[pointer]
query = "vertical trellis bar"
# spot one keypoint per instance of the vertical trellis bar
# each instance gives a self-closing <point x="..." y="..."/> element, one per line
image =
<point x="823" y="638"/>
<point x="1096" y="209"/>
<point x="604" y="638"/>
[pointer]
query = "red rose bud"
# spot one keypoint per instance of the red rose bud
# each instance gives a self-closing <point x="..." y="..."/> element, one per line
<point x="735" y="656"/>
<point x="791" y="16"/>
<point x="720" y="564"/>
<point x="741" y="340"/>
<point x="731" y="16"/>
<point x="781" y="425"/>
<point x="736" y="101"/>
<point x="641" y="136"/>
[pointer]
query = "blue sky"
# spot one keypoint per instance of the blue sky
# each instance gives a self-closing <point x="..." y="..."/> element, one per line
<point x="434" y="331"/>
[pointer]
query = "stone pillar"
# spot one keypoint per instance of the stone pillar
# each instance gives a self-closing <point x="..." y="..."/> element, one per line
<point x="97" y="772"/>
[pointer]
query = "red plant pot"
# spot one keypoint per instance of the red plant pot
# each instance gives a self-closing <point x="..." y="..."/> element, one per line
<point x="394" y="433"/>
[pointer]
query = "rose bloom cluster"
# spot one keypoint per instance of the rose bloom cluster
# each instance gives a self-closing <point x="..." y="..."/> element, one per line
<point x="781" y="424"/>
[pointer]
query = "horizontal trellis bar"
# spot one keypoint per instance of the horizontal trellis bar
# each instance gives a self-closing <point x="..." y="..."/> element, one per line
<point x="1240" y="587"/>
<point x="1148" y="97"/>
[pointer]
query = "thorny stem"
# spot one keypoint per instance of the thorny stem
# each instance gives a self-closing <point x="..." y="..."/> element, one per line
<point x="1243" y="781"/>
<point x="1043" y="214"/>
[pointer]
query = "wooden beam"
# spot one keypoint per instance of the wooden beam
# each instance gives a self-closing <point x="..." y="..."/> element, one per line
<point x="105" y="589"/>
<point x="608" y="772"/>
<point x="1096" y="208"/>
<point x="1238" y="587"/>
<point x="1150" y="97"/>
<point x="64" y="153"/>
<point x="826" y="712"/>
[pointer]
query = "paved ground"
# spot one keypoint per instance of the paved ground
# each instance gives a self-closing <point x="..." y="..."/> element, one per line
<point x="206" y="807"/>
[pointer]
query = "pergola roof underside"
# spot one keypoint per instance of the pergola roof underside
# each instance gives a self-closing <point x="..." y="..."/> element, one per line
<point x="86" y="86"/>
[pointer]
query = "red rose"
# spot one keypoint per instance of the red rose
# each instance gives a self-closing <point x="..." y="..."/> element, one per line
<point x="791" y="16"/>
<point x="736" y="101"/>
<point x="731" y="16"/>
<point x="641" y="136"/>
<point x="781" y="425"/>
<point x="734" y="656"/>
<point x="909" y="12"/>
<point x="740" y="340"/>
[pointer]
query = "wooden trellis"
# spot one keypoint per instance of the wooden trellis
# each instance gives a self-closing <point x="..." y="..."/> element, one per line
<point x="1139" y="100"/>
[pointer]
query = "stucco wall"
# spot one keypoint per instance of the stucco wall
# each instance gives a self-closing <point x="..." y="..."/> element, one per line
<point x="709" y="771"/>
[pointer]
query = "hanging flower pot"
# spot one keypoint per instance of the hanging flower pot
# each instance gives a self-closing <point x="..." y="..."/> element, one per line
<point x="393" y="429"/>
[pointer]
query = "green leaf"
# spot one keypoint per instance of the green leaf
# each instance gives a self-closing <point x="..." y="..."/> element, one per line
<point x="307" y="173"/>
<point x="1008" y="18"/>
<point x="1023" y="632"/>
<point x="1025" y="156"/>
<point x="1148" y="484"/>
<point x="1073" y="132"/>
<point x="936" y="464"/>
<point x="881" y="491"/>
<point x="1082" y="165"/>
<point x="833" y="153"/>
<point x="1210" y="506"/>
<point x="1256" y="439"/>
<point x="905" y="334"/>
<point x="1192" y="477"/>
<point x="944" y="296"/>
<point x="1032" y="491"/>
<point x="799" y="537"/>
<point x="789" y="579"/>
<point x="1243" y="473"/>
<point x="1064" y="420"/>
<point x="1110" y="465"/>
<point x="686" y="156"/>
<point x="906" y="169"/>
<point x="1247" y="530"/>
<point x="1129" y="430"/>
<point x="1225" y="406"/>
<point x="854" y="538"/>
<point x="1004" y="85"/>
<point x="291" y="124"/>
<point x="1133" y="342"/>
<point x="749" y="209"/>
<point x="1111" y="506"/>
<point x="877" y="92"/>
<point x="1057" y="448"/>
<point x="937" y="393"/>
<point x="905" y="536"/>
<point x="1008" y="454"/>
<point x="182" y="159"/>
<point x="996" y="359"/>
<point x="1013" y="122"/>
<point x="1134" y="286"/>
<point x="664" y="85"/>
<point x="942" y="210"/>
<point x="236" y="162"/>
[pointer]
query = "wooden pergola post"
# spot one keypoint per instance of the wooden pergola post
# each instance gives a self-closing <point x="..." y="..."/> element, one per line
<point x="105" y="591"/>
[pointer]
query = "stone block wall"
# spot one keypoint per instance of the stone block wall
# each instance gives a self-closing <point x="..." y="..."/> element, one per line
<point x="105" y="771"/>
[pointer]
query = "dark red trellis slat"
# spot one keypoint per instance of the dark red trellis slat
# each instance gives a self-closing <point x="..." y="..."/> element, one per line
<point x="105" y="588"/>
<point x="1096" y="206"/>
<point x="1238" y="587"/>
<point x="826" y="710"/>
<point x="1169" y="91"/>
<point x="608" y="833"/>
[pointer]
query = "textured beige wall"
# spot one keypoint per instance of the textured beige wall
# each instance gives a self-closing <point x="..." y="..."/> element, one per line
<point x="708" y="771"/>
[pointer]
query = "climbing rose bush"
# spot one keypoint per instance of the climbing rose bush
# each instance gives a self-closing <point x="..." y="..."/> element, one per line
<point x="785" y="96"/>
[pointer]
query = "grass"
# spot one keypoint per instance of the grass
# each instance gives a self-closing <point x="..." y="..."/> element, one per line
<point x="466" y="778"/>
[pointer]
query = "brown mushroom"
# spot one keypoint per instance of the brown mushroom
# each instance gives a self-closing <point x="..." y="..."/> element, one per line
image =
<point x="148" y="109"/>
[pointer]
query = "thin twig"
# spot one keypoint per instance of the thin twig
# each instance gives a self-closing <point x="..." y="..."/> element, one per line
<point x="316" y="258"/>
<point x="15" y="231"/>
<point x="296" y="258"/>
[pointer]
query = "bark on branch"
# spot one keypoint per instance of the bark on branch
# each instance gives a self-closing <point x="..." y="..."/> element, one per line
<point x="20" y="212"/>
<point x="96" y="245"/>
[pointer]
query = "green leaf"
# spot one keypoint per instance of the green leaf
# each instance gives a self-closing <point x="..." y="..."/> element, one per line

### Instructions for the task
Write out every record, exactly as written.

### Solved exercise
[pointer]
query = "vertical trellis bar"
# spot one keypoint per instance of the vertical trellis bar
# each instance gives a self-closing <point x="..." y="..."/> element, one per line
image =
<point x="823" y="638"/>
<point x="1096" y="209"/>
<point x="604" y="638"/>
[pointer]
query = "red rose bud"
# spot one keypoint per instance of the red rose bud
# each instance gives a self-closing <point x="..." y="..."/> element, one per line
<point x="735" y="656"/>
<point x="791" y="16"/>
<point x="720" y="564"/>
<point x="741" y="340"/>
<point x="731" y="16"/>
<point x="781" y="425"/>
<point x="736" y="101"/>
<point x="641" y="136"/>
[pointer]
query = "blue sky"
# spot one keypoint per instance of the blue sky
# each instance gives a self-closing <point x="..." y="..."/> element, one per line
<point x="434" y="331"/>
[pointer]
query = "stone pillar"
# spot one keypoint per instance of the stone pillar
# each instance gives a self-closing <point x="..." y="..."/> element, one per line
<point x="97" y="772"/>
[pointer]
query = "red plant pot"
# spot one keypoint per instance of the red plant pot
# each instance gives a self-closing <point x="..." y="..."/> element, one per line
<point x="394" y="433"/>
[pointer]
query = "rose bloom cluster"
# spot one keypoint per instance of the rose bloom cluster
# each instance gives a self-closing <point x="..." y="..."/> element, one per line
<point x="781" y="424"/>
[pointer]
query = "horizontal trellis bar"
# spot one keypoint per instance of the horizontal trellis bar
# each instance gives a self-closing <point x="..." y="..."/> element, one per line
<point x="1240" y="587"/>
<point x="1148" y="97"/>
[pointer]
query = "thorny stem"
# spot one keypoint per instance of the thorny stem
# each instance gives a self-closing <point x="..." y="..."/> element, one per line
<point x="1243" y="781"/>
<point x="1043" y="214"/>
[pointer]
query = "wooden beam"
# spot one keypoint per instance of the wooden beam
# each instance gives a self-closing <point x="..." y="..."/> element, one per line
<point x="105" y="589"/>
<point x="608" y="772"/>
<point x="1096" y="208"/>
<point x="1238" y="587"/>
<point x="1150" y="97"/>
<point x="64" y="153"/>
<point x="826" y="712"/>
[pointer]
query = "paved ground"
# spot one keypoint per instance of the paved ground
# each instance gives a self-closing <point x="..." y="..."/> element, one per line
<point x="206" y="807"/>
[pointer]
query = "pergola roof underside"
# spot one keypoint per instance of the pergola roof underside
# each instance gives a self-closing <point x="..." y="..."/> element, one per line
<point x="86" y="86"/>
[pointer]
query = "red rose"
# spot one keypoint per instance of the red rose
# each instance gives a self-closing <point x="..." y="..."/> element, one per line
<point x="791" y="16"/>
<point x="736" y="101"/>
<point x="731" y="16"/>
<point x="641" y="136"/>
<point x="781" y="425"/>
<point x="734" y="656"/>
<point x="909" y="12"/>
<point x="740" y="340"/>
[pointer]
query = "wooden trellis"
# spot one keypoint per instance of the wooden trellis
# each instance gives a self-closing <point x="..." y="..."/> element, one per line
<point x="1139" y="100"/>
[pointer]
query = "stucco wall"
# spot one keypoint per instance of the stucco wall
# each instance gives a self-closing <point x="..." y="..."/> element, one per line
<point x="709" y="771"/>
[pointer]
query = "hanging flower pot"
# spot one keypoint per instance of the hanging flower pot
# each instance gives a self-closing <point x="..." y="..."/> element, one per line
<point x="393" y="429"/>
[pointer]
query = "green leaf"
# spot one keypoint per instance of the green leaf
# each instance gives a self-closing <point x="..." y="..."/> element, one per line
<point x="307" y="173"/>
<point x="1008" y="18"/>
<point x="1023" y="632"/>
<point x="1025" y="156"/>
<point x="1148" y="484"/>
<point x="1073" y="132"/>
<point x="936" y="464"/>
<point x="881" y="491"/>
<point x="1082" y="165"/>
<point x="833" y="153"/>
<point x="1210" y="506"/>
<point x="1256" y="439"/>
<point x="905" y="334"/>
<point x="1192" y="477"/>
<point x="944" y="296"/>
<point x="1032" y="491"/>
<point x="799" y="537"/>
<point x="789" y="579"/>
<point x="1243" y="473"/>
<point x="1064" y="420"/>
<point x="1110" y="465"/>
<point x="686" y="156"/>
<point x="906" y="169"/>
<point x="1247" y="530"/>
<point x="1129" y="430"/>
<point x="1225" y="406"/>
<point x="854" y="538"/>
<point x="1004" y="85"/>
<point x="291" y="124"/>
<point x="1133" y="342"/>
<point x="749" y="209"/>
<point x="1111" y="506"/>
<point x="877" y="92"/>
<point x="1057" y="448"/>
<point x="937" y="393"/>
<point x="905" y="536"/>
<point x="1008" y="454"/>
<point x="182" y="159"/>
<point x="996" y="359"/>
<point x="1013" y="122"/>
<point x="1134" y="286"/>
<point x="664" y="85"/>
<point x="942" y="210"/>
<point x="236" y="162"/>
[pointer]
query = "wooden pergola post"
# spot one keypoint per instance of the wooden pergola post
# each instance gives a self-closing <point x="..." y="..."/> element, one per line
<point x="105" y="591"/>
[pointer]
query = "stone block wall"
# spot one keypoint per instance of the stone block wall
# each instance gives a self-closing <point x="..." y="..."/> element, one per line
<point x="105" y="771"/>
[pointer]
query = "dark red trellis slat"
# spot one keypoint per instance of the dark red trellis slat
# each instance gives a self-closing <point x="..." y="..."/> element, one per line
<point x="105" y="588"/>
<point x="1096" y="206"/>
<point x="1238" y="587"/>
<point x="826" y="710"/>
<point x="1169" y="91"/>
<point x="608" y="833"/>
[pointer]
query = "textured beige wall"
# spot one keypoint per instance of the textured beige wall
# each instance gives a self-closing <point x="..." y="..."/> element, one per line
<point x="708" y="771"/>
[pointer]
query = "climbing rose bush"
# spot one keypoint per instance of the climbing rose bush
# each instance gives a self-closing <point x="..." y="..."/> element, one per line
<point x="785" y="96"/>
[pointer]
query = "grass"
# spot one keypoint per instance of the grass
# each instance gives a self-closing <point x="..." y="..."/> element, one per line
<point x="466" y="778"/>
[pointer]
query = "brown mushroom"
# spot one keypoint per instance of the brown mushroom
# each instance gives a self-closing <point x="..." y="..."/> element, one per line
image =
<point x="148" y="109"/>
[pointer]
query = "thin twig"
# spot one keypoint per instance of the thin twig
# each instance gives a self-closing <point x="..." y="..."/> element, one per line
<point x="316" y="258"/>
<point x="15" y="231"/>
<point x="296" y="258"/>
[pointer]
query = "bark on branch"
# spot one keypoint per instance of the bark on branch
# each instance gives a self-closing <point x="..." y="..."/> element, one per line
<point x="20" y="212"/>
<point x="96" y="245"/>
[pointer]
query = "green leaf"
# spot one keypoint per instance of the green leaf
# each instance gives a self-closing <point x="..." y="..."/> element, one per line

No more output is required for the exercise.